■ **MATERIAL SUPPLIED**:
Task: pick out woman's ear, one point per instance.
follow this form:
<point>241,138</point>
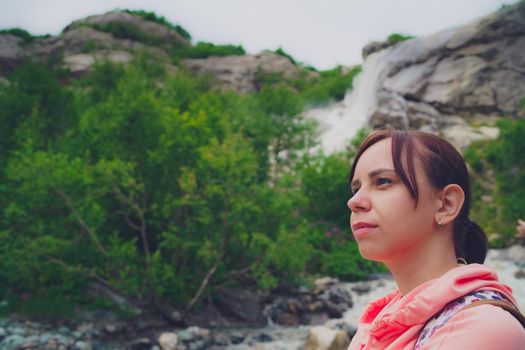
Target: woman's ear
<point>451,198</point>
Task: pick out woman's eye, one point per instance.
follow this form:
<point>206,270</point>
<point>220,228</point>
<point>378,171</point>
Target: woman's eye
<point>383,181</point>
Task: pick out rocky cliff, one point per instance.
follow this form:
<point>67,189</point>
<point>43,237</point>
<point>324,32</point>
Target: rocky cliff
<point>119,36</point>
<point>471,74</point>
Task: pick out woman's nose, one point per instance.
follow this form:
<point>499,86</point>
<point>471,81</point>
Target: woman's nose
<point>359,201</point>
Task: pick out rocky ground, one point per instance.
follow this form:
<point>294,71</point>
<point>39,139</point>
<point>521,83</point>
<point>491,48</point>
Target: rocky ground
<point>318,319</point>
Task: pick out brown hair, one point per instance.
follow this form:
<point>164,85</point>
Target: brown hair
<point>443,165</point>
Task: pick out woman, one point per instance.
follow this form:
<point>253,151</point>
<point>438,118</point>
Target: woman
<point>410,206</point>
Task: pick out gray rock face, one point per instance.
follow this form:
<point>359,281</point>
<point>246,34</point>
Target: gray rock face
<point>240,72</point>
<point>476,71</point>
<point>11,52</point>
<point>84,42</point>
<point>163,35</point>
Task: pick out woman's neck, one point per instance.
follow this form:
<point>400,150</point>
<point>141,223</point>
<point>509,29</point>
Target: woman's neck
<point>413,269</point>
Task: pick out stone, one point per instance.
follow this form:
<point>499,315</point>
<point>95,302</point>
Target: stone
<point>241,305</point>
<point>240,73</point>
<point>324,338</point>
<point>83,345</point>
<point>287,319</point>
<point>263,338</point>
<point>517,253</point>
<point>220,339</point>
<point>140,344</point>
<point>475,71</point>
<point>237,337</point>
<point>168,341</point>
<point>176,316</point>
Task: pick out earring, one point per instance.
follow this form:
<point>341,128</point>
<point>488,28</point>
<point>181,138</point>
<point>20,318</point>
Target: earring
<point>461,261</point>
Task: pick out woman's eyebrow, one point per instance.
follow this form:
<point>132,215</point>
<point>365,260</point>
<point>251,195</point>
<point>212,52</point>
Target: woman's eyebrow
<point>372,174</point>
<point>376,172</point>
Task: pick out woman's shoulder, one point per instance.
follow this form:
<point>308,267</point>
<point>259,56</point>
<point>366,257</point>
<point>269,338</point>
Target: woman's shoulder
<point>480,327</point>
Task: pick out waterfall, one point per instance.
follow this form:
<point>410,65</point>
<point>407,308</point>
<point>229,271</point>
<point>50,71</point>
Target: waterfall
<point>340,121</point>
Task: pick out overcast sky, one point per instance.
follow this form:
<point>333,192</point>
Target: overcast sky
<point>322,33</point>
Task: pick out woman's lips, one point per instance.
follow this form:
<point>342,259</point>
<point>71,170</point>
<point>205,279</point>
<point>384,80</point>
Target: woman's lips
<point>361,229</point>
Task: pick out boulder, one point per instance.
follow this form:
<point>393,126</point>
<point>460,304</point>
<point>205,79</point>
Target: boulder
<point>324,338</point>
<point>11,52</point>
<point>445,82</point>
<point>241,305</point>
<point>162,35</point>
<point>168,341</point>
<point>241,73</point>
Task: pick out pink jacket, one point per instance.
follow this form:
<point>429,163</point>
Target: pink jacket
<point>394,322</point>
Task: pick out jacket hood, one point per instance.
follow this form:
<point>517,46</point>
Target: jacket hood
<point>414,309</point>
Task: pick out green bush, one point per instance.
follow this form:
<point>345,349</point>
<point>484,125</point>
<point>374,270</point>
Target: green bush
<point>161,180</point>
<point>396,38</point>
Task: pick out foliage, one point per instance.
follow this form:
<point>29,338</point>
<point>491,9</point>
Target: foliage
<point>396,38</point>
<point>162,188</point>
<point>498,169</point>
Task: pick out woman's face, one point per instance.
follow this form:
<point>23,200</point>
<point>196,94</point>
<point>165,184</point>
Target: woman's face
<point>385,221</point>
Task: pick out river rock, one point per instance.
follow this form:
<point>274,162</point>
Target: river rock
<point>140,344</point>
<point>241,305</point>
<point>168,341</point>
<point>84,345</point>
<point>324,338</point>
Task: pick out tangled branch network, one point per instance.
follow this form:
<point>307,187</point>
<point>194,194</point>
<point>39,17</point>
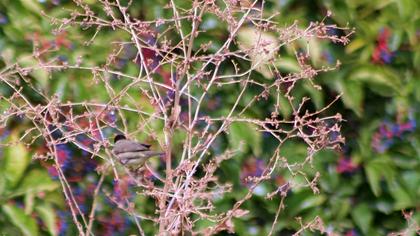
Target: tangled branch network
<point>161,82</point>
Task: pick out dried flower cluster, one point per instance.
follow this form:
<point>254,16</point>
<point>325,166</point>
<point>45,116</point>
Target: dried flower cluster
<point>178,73</point>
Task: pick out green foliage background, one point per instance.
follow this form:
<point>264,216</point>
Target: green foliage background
<point>365,200</point>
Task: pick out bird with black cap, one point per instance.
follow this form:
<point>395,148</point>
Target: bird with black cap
<point>132,154</point>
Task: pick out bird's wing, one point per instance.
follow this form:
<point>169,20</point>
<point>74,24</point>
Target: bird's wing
<point>129,146</point>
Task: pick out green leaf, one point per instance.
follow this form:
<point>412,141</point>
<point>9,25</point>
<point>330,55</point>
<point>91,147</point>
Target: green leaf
<point>402,198</point>
<point>380,167</point>
<point>17,216</point>
<point>353,95</point>
<point>31,5</point>
<point>16,160</point>
<point>34,182</point>
<point>248,135</point>
<point>362,216</point>
<point>48,216</point>
<point>381,80</point>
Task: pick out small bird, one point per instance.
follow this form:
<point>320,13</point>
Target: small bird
<point>132,154</point>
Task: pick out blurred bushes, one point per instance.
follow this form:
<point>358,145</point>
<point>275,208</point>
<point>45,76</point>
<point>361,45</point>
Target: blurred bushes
<point>363,189</point>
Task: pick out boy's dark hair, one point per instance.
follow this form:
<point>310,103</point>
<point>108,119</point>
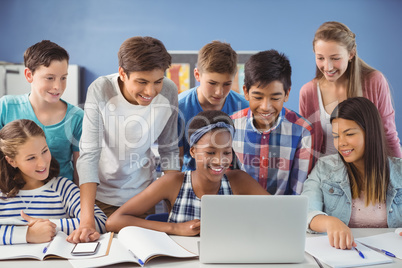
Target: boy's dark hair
<point>265,67</point>
<point>138,54</point>
<point>206,118</point>
<point>217,57</point>
<point>43,53</point>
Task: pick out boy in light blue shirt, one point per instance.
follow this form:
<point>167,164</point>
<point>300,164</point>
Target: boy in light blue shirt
<point>216,69</point>
<point>46,69</point>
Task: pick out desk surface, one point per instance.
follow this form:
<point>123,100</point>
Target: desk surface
<point>191,244</point>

■ **TASK STATEMENT**: Repeat all of the records above word for word, leaving out the pictures.

■ **OUTPUT FOR THIS EXERCISE**:
Task: pick out woman's ear, one point per instance.
follow this form:
<point>241,138</point>
Target: woman's ear
<point>451,198</point>
Task: pick out woman's eye, one point per instance.
follow this form:
<point>206,270</point>
<point>220,228</point>
<point>378,171</point>
Target: woman's eye
<point>383,181</point>
Task: pick out rocky cliff, one point per instance.
follow this form:
<point>67,189</point>
<point>43,237</point>
<point>324,32</point>
Target: rocky cliff
<point>119,36</point>
<point>471,74</point>
Task: pick out woman's nose, one point per instance.
follow this form:
<point>499,86</point>
<point>471,81</point>
Target: woman's nose
<point>359,201</point>
Task: pick out rocky ground, one point per instance.
follow this form:
<point>294,71</point>
<point>39,139</point>
<point>521,83</point>
<point>491,48</point>
Target: rocky ground
<point>318,319</point>
Task: pick out brown hair, one point per instance.
follow this form:
<point>164,85</point>
Target: brown hair
<point>443,165</point>
Task: pick out woman, one point per instance.
follow this form:
<point>253,151</point>
<point>438,118</point>
Target: woman
<point>410,206</point>
Task: pick out gray rock face, one point per instance.
follow this form:
<point>359,281</point>
<point>246,34</point>
Target: gray rock face
<point>240,72</point>
<point>476,71</point>
<point>11,52</point>
<point>84,42</point>
<point>163,35</point>
Task: pick out woman's neck, one point per instance.
follow this form:
<point>400,150</point>
<point>141,223</point>
<point>509,29</point>
Target: woman's neck
<point>413,269</point>
Task: pick out stone, one point per instance.
follow this form:
<point>499,315</point>
<point>95,302</point>
Target: stone
<point>241,305</point>
<point>240,73</point>
<point>324,338</point>
<point>83,345</point>
<point>287,319</point>
<point>263,338</point>
<point>517,253</point>
<point>220,339</point>
<point>140,344</point>
<point>475,71</point>
<point>237,337</point>
<point>168,341</point>
<point>176,316</point>
Task: pick out earring, one point per instance.
follow this form:
<point>341,128</point>
<point>488,28</point>
<point>181,138</point>
<point>20,318</point>
Target: earring
<point>461,261</point>
Task: pick out woman's eyebrow, one point per instance.
follow this form:
<point>132,215</point>
<point>365,260</point>
<point>251,195</point>
<point>212,52</point>
Target: woman's eyebrow
<point>372,174</point>
<point>376,172</point>
Task: pick out woman's shoulder, one point per instance.
follow this form:
<point>308,267</point>
<point>259,56</point>
<point>366,257</point>
<point>269,338</point>
Target: woman's shoulder
<point>480,327</point>
Task: pick out waterfall, one point per instance.
follow this form:
<point>410,65</point>
<point>407,308</point>
<point>229,271</point>
<point>50,71</point>
Target: waterfall
<point>340,121</point>
Task: pick out overcast sky, one point per instance.
follow this form:
<point>333,192</point>
Target: overcast sky
<point>322,33</point>
Task: pick out woman's lips, one point per instance.
follow this form:
<point>342,259</point>
<point>71,170</point>
<point>205,279</point>
<point>384,80</point>
Target: woman's lips
<point>361,229</point>
Task: pick out boulder, one point per instance.
follow this form:
<point>393,126</point>
<point>460,304</point>
<point>205,79</point>
Target: boulder
<point>324,338</point>
<point>11,52</point>
<point>445,82</point>
<point>241,305</point>
<point>162,35</point>
<point>168,341</point>
<point>241,73</point>
Task: pick out pink jacket, one point per instance.
follow this form:
<point>429,163</point>
Target: pink jacket
<point>394,322</point>
Task: pick out jacket hood, one point per instance.
follow this form:
<point>517,46</point>
Target: jacket hood
<point>414,309</point>
Task: pick out green bush, one point per instance.
follow this form:
<point>345,349</point>
<point>484,125</point>
<point>374,270</point>
Target: green bush
<point>161,180</point>
<point>396,38</point>
Task: pick out foliage, one point per instance.
follow this form:
<point>29,338</point>
<point>491,9</point>
Target: foliage
<point>396,38</point>
<point>162,188</point>
<point>498,169</point>
Task: pick out woman's face, one point per instance.
follow this form:
<point>23,200</point>
<point>196,94</point>
<point>165,184</point>
Target: woman's face
<point>385,221</point>
Task: pick out river rock, one point per instance.
follow this form:
<point>274,162</point>
Target: river rock
<point>140,344</point>
<point>241,305</point>
<point>168,341</point>
<point>84,345</point>
<point>324,338</point>
Task: pick out tangled branch network, one point per instance.
follow this form:
<point>307,187</point>
<point>194,194</point>
<point>39,17</point>
Target: tangled branch network
<point>161,82</point>
Task: pick out dried flower cluster, one point per instance.
follow this form:
<point>254,16</point>
<point>325,166</point>
<point>45,116</point>
Target: dried flower cluster
<point>178,73</point>
Task: pick out green foliage background, one point per instance.
follow this form:
<point>264,216</point>
Target: green foliage background
<point>365,200</point>
Task: pick out bird with black cap, one point per instance.
follow this form:
<point>395,148</point>
Target: bird with black cap
<point>132,154</point>
Task: pick out bird's wing, one point per instance.
follow this form:
<point>169,20</point>
<point>74,24</point>
Target: bird's wing
<point>129,146</point>
Task: pick out green leaf, one point per instance.
follow this form:
<point>412,141</point>
<point>9,25</point>
<point>330,55</point>
<point>91,147</point>
Target: green leaf
<point>402,198</point>
<point>380,167</point>
<point>17,216</point>
<point>353,95</point>
<point>31,5</point>
<point>16,160</point>
<point>34,182</point>
<point>248,135</point>
<point>362,216</point>
<point>48,216</point>
<point>381,80</point>
Task: pick out small bird, one point per instance.
follow this form:
<point>320,13</point>
Target: small bird
<point>132,154</point>
Task: pick out blurred bushes, one point per instance.
follow this form:
<point>358,145</point>
<point>275,208</point>
<point>45,76</point>
<point>361,45</point>
Target: blurred bushes
<point>363,189</point>
Task: pick out boy's dark hair, one point per instance.
follow this form:
<point>310,103</point>
<point>108,119</point>
Target: boy's dark hair
<point>265,67</point>
<point>138,54</point>
<point>206,118</point>
<point>217,57</point>
<point>43,53</point>
Task: pick out boy in light blue shirt, one point per instance.
follow this form:
<point>167,164</point>
<point>300,164</point>
Target: boy in light blue shirt
<point>216,69</point>
<point>46,69</point>
Task: pick out desk surface, one point per instance.
follow this form:
<point>123,100</point>
Target: desk surface
<point>191,244</point>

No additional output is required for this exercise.